'''
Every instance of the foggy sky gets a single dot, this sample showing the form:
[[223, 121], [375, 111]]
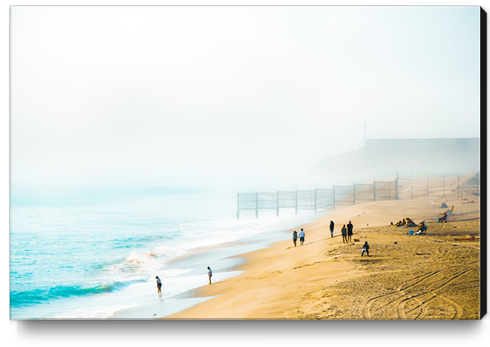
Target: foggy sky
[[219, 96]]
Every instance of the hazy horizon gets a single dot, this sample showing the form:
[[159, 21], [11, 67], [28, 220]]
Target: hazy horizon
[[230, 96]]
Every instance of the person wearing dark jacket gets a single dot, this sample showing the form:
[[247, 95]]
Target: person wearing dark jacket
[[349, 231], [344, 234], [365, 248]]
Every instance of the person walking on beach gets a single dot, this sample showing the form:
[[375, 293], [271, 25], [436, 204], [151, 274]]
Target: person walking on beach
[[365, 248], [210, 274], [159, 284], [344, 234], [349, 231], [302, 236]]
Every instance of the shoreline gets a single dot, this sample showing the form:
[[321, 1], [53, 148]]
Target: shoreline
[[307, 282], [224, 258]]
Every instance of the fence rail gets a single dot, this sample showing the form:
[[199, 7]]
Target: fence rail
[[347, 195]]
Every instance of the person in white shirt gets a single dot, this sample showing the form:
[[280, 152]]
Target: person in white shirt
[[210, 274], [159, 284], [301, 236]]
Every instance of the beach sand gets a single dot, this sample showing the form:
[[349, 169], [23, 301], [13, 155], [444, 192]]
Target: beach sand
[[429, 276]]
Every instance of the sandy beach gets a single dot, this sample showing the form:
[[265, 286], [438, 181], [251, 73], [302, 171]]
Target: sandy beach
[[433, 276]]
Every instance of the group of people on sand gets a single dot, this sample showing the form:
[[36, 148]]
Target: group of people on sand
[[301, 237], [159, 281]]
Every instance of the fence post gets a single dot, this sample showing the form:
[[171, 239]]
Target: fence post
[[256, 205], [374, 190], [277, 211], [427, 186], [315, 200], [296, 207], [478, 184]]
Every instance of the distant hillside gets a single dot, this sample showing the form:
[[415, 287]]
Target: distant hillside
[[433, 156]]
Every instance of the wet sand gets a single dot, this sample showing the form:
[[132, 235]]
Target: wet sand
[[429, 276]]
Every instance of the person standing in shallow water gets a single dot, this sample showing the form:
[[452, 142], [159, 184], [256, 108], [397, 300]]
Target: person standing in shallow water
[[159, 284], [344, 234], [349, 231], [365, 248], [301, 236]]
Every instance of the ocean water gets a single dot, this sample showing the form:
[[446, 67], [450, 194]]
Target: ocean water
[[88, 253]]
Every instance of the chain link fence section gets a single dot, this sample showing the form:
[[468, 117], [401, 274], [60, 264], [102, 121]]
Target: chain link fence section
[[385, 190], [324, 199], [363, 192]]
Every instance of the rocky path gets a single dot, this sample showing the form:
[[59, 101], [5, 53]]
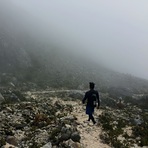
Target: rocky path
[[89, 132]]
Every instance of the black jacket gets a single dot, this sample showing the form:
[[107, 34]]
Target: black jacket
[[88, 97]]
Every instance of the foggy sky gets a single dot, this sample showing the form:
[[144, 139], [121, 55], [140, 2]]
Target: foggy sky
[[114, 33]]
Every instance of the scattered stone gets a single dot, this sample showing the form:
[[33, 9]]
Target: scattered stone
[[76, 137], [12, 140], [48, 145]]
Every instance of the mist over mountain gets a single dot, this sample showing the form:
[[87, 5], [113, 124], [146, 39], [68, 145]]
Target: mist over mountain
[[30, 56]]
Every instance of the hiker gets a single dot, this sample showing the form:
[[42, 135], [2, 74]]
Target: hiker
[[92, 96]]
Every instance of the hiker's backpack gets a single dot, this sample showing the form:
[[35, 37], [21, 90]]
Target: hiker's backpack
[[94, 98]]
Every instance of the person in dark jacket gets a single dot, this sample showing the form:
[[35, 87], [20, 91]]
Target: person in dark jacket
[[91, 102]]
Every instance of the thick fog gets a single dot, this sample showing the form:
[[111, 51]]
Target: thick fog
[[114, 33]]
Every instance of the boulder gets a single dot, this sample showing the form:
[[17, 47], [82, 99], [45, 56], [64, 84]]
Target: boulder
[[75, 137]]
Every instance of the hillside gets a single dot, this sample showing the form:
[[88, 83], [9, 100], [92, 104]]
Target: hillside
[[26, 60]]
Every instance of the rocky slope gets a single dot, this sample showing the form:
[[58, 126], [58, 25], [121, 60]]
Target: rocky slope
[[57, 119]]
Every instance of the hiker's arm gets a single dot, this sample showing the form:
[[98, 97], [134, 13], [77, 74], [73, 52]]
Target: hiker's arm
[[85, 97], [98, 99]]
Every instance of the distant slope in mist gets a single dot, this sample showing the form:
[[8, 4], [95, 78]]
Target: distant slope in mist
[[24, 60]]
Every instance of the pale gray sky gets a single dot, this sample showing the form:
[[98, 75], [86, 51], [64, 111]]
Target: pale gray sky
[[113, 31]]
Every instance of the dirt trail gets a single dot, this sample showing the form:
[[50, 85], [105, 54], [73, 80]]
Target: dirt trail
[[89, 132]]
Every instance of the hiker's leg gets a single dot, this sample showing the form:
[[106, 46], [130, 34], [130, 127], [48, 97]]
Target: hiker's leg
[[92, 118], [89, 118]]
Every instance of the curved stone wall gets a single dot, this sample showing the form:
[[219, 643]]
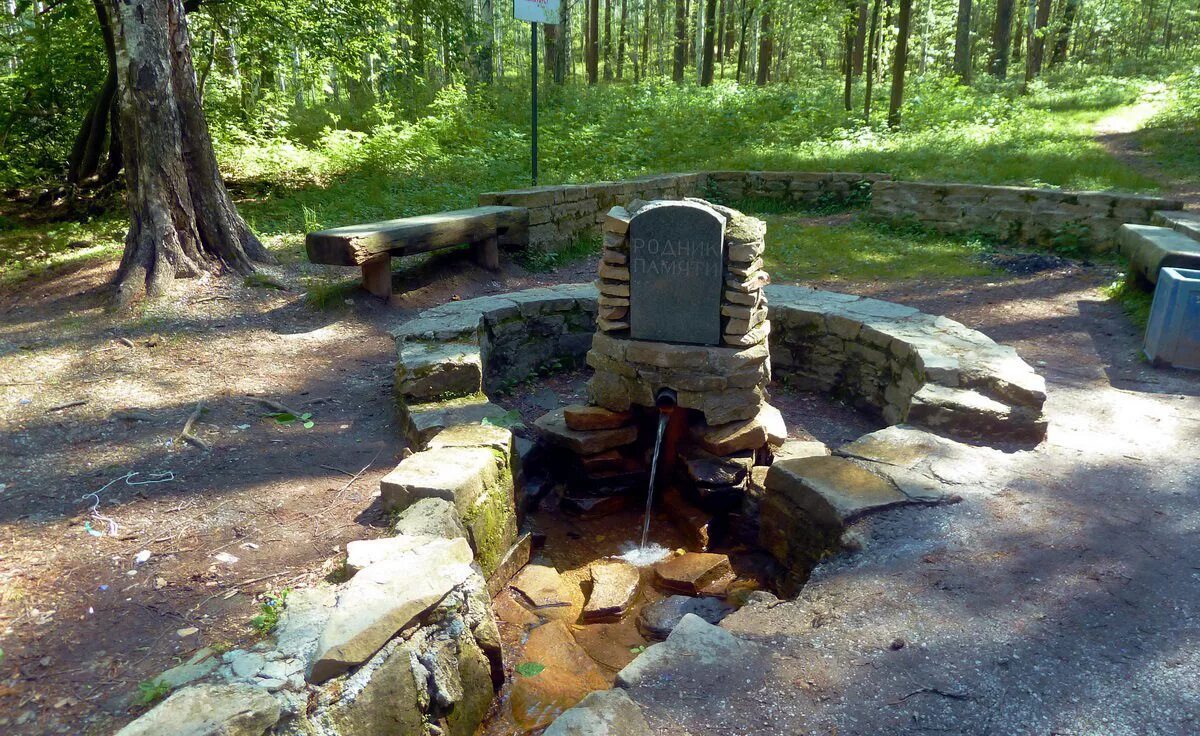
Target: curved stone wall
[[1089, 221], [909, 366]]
'''
Only an exact copy of the lines from the one with "[[98, 97], [134, 13], [77, 74], [73, 52]]" through the last line of the data above is wanted, and no pictures.

#### [Output for this task]
[[98, 97], [134, 13], [77, 74], [73, 52]]
Target: hiker's arm
[[85, 97], [98, 99]]
Every instance of the distant slope in mist gets a single dot, this sample showing the form:
[[8, 4], [95, 78]]
Target: distant slope in mist
[[24, 60]]
Every instance of the pale gray sky gets a single dot, this sample showing the form:
[[98, 75], [86, 51], [64, 111]]
Target: pale gray sky
[[113, 31]]
Every instance of the dirt trail gets a single dot, this sample showing the form:
[[50, 85], [105, 54], [73, 80]]
Target: dirt trail
[[89, 132]]
Every instance of the hiker's leg gets a single dot, this sample showing the form:
[[106, 46], [130, 34], [130, 127], [48, 97]]
Target: hiker's leg
[[92, 118], [89, 118]]
Every instance of the curved stone wall gets a single dot, this sample showing the form:
[[219, 643]]
Target: curved stone wall
[[1089, 221], [909, 366]]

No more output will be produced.